_TASK STATEMENT:_
Starting from the line containing "Where can the window pane", write out the rest of the entries exactly, through the final line, including nothing else.

_THE DATA:_
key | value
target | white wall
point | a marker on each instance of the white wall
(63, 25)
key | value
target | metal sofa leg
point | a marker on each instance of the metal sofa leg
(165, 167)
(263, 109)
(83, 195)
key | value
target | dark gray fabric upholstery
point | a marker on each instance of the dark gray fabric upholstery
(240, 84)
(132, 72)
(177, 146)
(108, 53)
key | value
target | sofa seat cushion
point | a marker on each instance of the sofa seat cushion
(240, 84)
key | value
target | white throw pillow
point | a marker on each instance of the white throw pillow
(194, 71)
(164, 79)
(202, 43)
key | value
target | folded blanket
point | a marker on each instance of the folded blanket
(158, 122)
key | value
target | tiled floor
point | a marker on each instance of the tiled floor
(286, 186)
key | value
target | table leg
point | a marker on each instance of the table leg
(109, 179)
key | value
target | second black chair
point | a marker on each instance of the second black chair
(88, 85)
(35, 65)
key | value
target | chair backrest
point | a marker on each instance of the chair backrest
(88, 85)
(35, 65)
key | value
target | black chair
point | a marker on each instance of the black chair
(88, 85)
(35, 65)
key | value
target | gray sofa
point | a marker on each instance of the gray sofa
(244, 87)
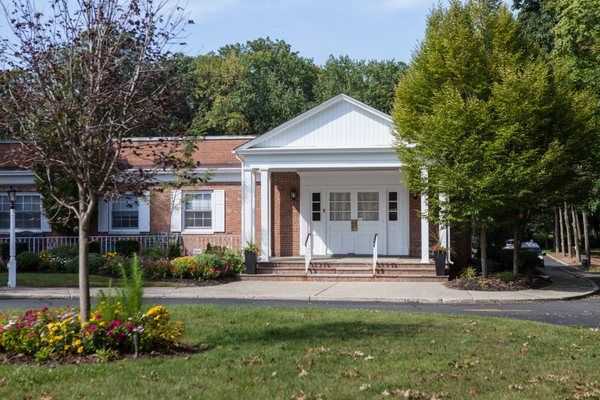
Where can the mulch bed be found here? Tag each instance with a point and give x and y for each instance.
(495, 284)
(182, 350)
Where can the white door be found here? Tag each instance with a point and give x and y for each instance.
(354, 217)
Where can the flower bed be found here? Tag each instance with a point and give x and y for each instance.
(58, 335)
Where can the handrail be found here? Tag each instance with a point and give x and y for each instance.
(307, 252)
(375, 245)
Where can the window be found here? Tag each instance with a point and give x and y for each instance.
(125, 213)
(197, 210)
(368, 206)
(393, 206)
(316, 207)
(340, 206)
(28, 212)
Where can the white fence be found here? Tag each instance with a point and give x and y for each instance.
(37, 244)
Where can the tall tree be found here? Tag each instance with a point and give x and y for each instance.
(77, 88)
(251, 88)
(484, 118)
(372, 82)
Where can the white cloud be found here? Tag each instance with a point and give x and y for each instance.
(201, 9)
(405, 4)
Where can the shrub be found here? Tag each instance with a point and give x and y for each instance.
(19, 248)
(153, 252)
(469, 273)
(28, 262)
(112, 264)
(156, 269)
(185, 268)
(61, 259)
(210, 266)
(127, 248)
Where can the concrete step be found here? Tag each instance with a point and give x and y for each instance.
(343, 278)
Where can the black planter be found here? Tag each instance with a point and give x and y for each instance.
(250, 260)
(440, 263)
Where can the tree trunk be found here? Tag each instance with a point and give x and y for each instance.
(562, 231)
(483, 246)
(516, 248)
(576, 234)
(568, 229)
(556, 234)
(586, 238)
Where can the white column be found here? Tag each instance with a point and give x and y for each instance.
(424, 223)
(248, 203)
(265, 214)
(12, 263)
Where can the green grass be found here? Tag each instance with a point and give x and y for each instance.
(30, 279)
(333, 354)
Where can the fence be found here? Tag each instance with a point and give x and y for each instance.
(37, 244)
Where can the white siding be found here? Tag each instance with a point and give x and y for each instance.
(342, 125)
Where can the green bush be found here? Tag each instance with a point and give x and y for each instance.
(210, 266)
(28, 262)
(156, 269)
(127, 248)
(19, 248)
(185, 268)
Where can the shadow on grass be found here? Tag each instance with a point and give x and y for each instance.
(319, 331)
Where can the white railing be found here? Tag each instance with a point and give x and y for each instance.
(307, 252)
(106, 243)
(375, 245)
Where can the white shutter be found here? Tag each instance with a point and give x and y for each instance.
(45, 224)
(103, 215)
(176, 198)
(144, 212)
(218, 208)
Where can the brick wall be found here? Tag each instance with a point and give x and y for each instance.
(285, 214)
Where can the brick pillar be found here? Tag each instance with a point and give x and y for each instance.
(286, 214)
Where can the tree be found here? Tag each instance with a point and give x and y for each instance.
(372, 82)
(77, 88)
(490, 124)
(251, 88)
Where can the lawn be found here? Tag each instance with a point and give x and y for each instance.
(29, 279)
(261, 353)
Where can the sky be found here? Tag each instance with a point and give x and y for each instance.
(363, 29)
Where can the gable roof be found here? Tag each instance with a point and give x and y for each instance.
(366, 112)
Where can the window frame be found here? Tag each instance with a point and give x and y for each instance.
(20, 230)
(111, 229)
(198, 230)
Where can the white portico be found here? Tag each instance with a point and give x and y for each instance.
(330, 176)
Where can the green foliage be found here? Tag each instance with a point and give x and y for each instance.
(372, 82)
(251, 88)
(132, 292)
(28, 262)
(127, 248)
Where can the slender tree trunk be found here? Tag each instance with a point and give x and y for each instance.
(483, 245)
(586, 238)
(516, 248)
(568, 229)
(562, 231)
(576, 234)
(556, 237)
(84, 286)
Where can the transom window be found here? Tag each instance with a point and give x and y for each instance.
(197, 210)
(340, 206)
(125, 213)
(28, 212)
(368, 206)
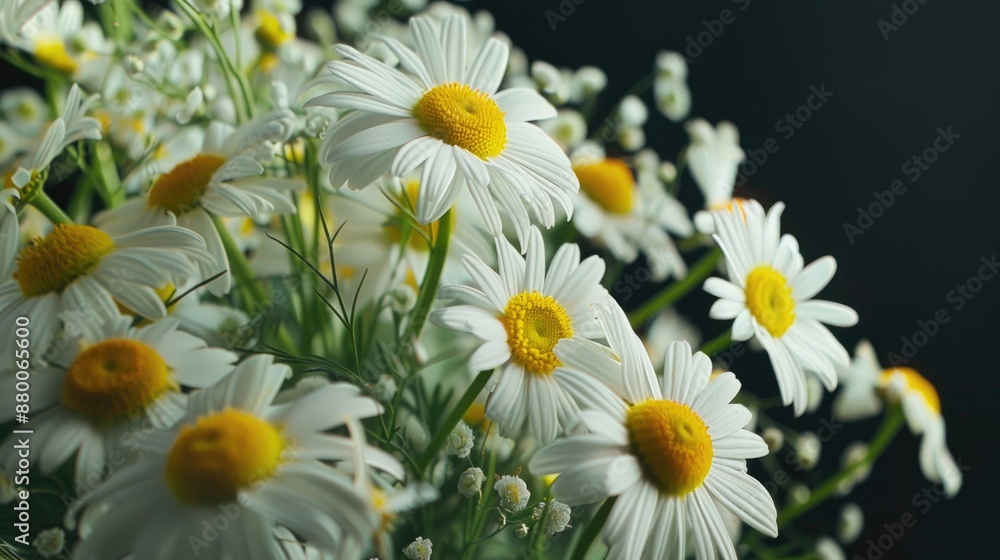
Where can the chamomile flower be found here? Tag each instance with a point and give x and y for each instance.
(769, 296)
(236, 453)
(220, 177)
(520, 314)
(629, 211)
(713, 156)
(867, 384)
(82, 268)
(445, 116)
(673, 451)
(112, 380)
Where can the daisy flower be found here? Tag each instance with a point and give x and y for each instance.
(674, 452)
(520, 315)
(769, 294)
(83, 268)
(629, 211)
(237, 455)
(221, 177)
(109, 381)
(713, 156)
(442, 113)
(867, 384)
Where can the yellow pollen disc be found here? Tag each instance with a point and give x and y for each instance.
(51, 53)
(53, 262)
(180, 190)
(220, 454)
(769, 299)
(918, 383)
(535, 323)
(672, 445)
(115, 379)
(609, 183)
(270, 34)
(464, 117)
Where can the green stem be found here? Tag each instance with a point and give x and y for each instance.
(432, 278)
(891, 423)
(593, 529)
(441, 436)
(698, 273)
(41, 201)
(717, 344)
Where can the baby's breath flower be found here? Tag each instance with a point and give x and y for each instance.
(419, 549)
(471, 482)
(514, 494)
(460, 441)
(50, 542)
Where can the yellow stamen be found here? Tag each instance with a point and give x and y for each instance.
(52, 263)
(609, 183)
(51, 53)
(221, 454)
(769, 299)
(916, 383)
(464, 117)
(114, 380)
(535, 323)
(672, 445)
(180, 190)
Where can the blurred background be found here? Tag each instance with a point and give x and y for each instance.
(873, 121)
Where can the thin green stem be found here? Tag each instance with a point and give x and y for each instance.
(717, 344)
(432, 279)
(698, 273)
(891, 424)
(593, 529)
(41, 201)
(441, 436)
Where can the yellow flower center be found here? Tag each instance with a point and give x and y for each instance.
(769, 299)
(53, 262)
(609, 183)
(917, 383)
(270, 33)
(672, 445)
(51, 53)
(464, 117)
(535, 323)
(180, 190)
(221, 454)
(115, 379)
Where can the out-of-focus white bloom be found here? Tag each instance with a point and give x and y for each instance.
(557, 516)
(568, 128)
(470, 483)
(807, 450)
(828, 549)
(670, 89)
(850, 523)
(513, 493)
(50, 542)
(460, 441)
(419, 549)
(632, 111)
(713, 157)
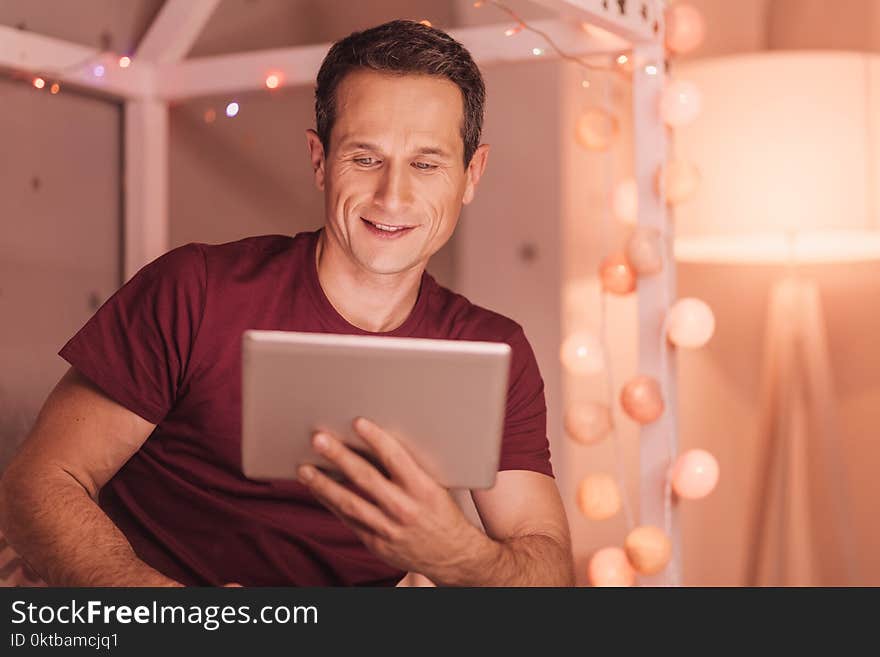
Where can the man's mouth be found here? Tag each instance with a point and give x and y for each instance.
(387, 228)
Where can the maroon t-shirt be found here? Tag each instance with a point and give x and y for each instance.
(167, 346)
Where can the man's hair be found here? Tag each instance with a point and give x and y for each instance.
(402, 48)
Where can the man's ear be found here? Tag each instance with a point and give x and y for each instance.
(316, 154)
(475, 172)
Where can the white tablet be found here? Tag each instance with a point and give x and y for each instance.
(443, 399)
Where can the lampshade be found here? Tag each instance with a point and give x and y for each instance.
(788, 145)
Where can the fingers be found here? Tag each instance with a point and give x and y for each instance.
(363, 475)
(393, 455)
(347, 505)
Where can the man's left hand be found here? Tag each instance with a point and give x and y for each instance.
(409, 520)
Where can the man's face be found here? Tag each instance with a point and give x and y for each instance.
(394, 180)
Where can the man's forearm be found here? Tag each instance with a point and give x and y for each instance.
(63, 535)
(533, 560)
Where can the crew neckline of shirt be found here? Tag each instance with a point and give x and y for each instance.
(337, 321)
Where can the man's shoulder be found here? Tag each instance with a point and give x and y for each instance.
(465, 320)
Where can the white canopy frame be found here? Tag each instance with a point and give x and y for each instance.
(159, 74)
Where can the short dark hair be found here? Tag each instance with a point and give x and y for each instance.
(403, 47)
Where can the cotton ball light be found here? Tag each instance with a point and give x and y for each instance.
(694, 474)
(617, 274)
(685, 28)
(644, 251)
(642, 400)
(596, 129)
(679, 182)
(610, 567)
(598, 497)
(648, 549)
(581, 353)
(588, 423)
(625, 201)
(681, 103)
(690, 323)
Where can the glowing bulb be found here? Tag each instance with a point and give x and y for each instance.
(598, 497)
(582, 353)
(681, 103)
(610, 567)
(690, 323)
(588, 423)
(648, 549)
(641, 399)
(694, 474)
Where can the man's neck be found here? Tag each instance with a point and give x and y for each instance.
(371, 302)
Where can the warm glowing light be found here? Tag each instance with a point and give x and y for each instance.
(685, 28)
(596, 129)
(644, 250)
(588, 422)
(681, 103)
(598, 497)
(581, 353)
(694, 474)
(690, 323)
(610, 567)
(617, 275)
(648, 549)
(625, 201)
(641, 399)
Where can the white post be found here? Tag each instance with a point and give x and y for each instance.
(145, 228)
(658, 440)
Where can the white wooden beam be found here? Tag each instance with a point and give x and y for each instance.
(658, 440)
(71, 63)
(633, 20)
(146, 225)
(243, 72)
(175, 30)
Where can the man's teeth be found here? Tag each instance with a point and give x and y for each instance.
(390, 229)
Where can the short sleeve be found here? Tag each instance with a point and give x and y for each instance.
(137, 346)
(525, 445)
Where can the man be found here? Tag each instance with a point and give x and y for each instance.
(132, 473)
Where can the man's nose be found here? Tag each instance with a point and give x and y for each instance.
(394, 192)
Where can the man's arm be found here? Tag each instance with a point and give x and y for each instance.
(413, 523)
(48, 493)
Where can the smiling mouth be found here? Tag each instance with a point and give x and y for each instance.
(387, 227)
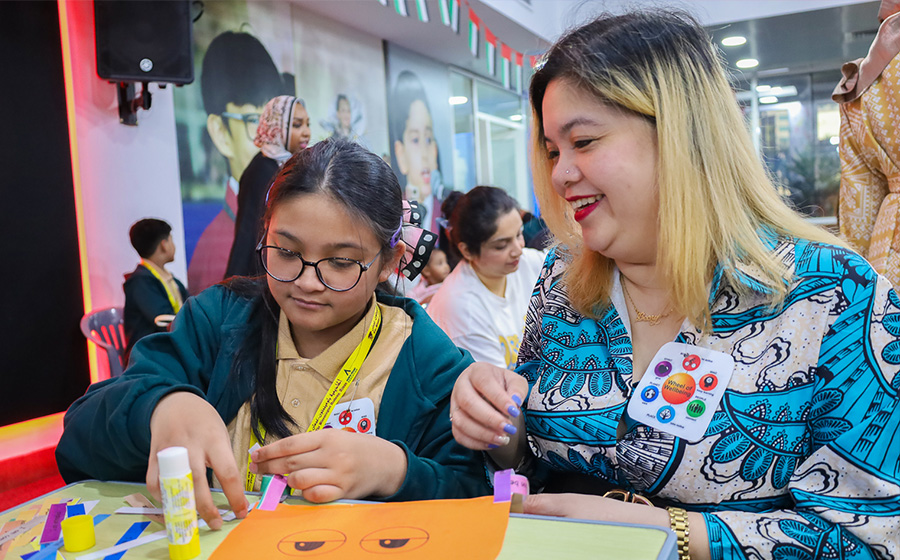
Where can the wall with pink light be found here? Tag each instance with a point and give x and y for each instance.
(126, 172)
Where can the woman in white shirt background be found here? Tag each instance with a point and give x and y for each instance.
(481, 305)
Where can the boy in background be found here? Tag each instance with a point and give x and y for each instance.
(150, 290)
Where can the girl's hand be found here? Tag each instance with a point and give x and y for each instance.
(485, 407)
(331, 464)
(186, 420)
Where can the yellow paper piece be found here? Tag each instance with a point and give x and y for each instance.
(433, 530)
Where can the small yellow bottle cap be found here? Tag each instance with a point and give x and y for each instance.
(185, 551)
(78, 533)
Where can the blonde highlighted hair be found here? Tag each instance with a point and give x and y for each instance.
(714, 193)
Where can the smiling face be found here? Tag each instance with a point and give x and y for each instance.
(500, 254)
(299, 130)
(604, 163)
(320, 316)
(417, 152)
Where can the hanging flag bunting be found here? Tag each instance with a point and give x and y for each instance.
(520, 86)
(505, 64)
(444, 8)
(490, 50)
(474, 24)
(422, 10)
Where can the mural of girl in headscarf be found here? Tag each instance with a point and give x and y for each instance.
(414, 148)
(347, 119)
(283, 131)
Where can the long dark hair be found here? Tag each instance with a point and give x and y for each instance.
(473, 219)
(367, 188)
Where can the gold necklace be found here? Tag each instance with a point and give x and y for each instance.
(642, 317)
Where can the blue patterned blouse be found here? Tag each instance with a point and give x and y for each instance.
(802, 457)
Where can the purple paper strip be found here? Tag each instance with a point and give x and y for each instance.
(273, 493)
(53, 526)
(502, 486)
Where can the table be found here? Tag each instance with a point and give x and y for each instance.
(527, 536)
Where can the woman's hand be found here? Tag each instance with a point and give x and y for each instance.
(328, 465)
(485, 409)
(583, 506)
(186, 420)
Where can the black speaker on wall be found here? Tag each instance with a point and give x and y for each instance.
(144, 40)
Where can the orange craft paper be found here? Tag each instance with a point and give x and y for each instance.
(433, 530)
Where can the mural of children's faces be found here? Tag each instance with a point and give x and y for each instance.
(300, 131)
(417, 152)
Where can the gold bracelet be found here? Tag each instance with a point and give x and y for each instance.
(678, 521)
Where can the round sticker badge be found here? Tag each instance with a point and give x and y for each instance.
(665, 414)
(364, 425)
(708, 382)
(678, 388)
(696, 408)
(663, 368)
(691, 362)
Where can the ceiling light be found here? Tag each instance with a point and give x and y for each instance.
(734, 41)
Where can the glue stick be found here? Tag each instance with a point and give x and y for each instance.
(177, 487)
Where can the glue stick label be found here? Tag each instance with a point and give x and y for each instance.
(180, 509)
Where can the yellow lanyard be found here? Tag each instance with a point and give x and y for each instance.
(344, 379)
(175, 305)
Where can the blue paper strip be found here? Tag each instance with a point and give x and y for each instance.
(46, 552)
(132, 533)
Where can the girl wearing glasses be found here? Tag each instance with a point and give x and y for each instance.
(253, 360)
(282, 130)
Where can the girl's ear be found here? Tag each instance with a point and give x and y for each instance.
(391, 261)
(464, 250)
(400, 154)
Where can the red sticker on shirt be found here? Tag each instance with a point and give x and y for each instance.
(364, 425)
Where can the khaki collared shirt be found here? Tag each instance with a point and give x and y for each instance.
(301, 383)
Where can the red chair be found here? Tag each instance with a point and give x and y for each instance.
(105, 328)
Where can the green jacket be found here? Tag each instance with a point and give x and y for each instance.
(107, 431)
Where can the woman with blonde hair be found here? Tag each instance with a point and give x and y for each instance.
(692, 341)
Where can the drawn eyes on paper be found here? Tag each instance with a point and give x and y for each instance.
(394, 539)
(311, 542)
(314, 542)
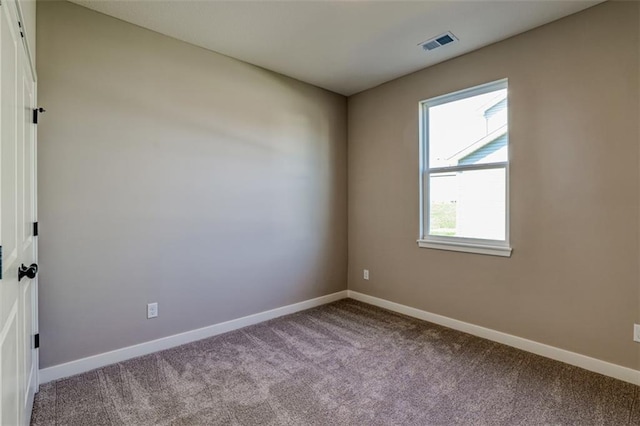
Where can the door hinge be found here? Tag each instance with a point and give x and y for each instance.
(36, 111)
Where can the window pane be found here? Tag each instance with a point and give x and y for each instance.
(468, 204)
(468, 131)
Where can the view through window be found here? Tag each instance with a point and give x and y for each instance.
(465, 166)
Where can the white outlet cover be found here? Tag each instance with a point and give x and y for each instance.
(152, 310)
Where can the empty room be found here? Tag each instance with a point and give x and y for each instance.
(319, 212)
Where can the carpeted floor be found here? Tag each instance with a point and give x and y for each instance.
(346, 363)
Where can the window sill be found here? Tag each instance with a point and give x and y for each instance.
(467, 248)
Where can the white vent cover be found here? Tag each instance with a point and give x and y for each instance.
(439, 41)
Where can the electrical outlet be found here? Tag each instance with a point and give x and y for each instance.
(152, 310)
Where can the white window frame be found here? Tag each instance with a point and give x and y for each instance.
(463, 244)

_THE OUTPUT:_
Where can the window pane be found here? Tag each instance with a point and give x and y for each instance.
(468, 204)
(468, 131)
Where can the view through window be found here? Tag each instance with a point and give x and y for each instance.
(465, 166)
Where can the white outlet cover be found here? Tag each instance with a point and give x and y for each instance.
(152, 310)
Where can the empty room be found here? Tag each instance with a point and give x and y for each instance.
(319, 212)
Where can the carpeted floor be found here? Tag each instance with a point and give x and y for each instance.
(346, 363)
Where can the window sill be found here? Tag each instance with a point and give x and y for each instance.
(467, 248)
Where can the white vent cover be found here? Tag each instance with a point and give x and y for each instance.
(439, 41)
Where can the electrical outlet be found here? Tag each instance with a point and give x and y for each instance.
(152, 310)
Where can the white window frame be found here? Tag each instance with a point and give x and y for each instance.
(463, 244)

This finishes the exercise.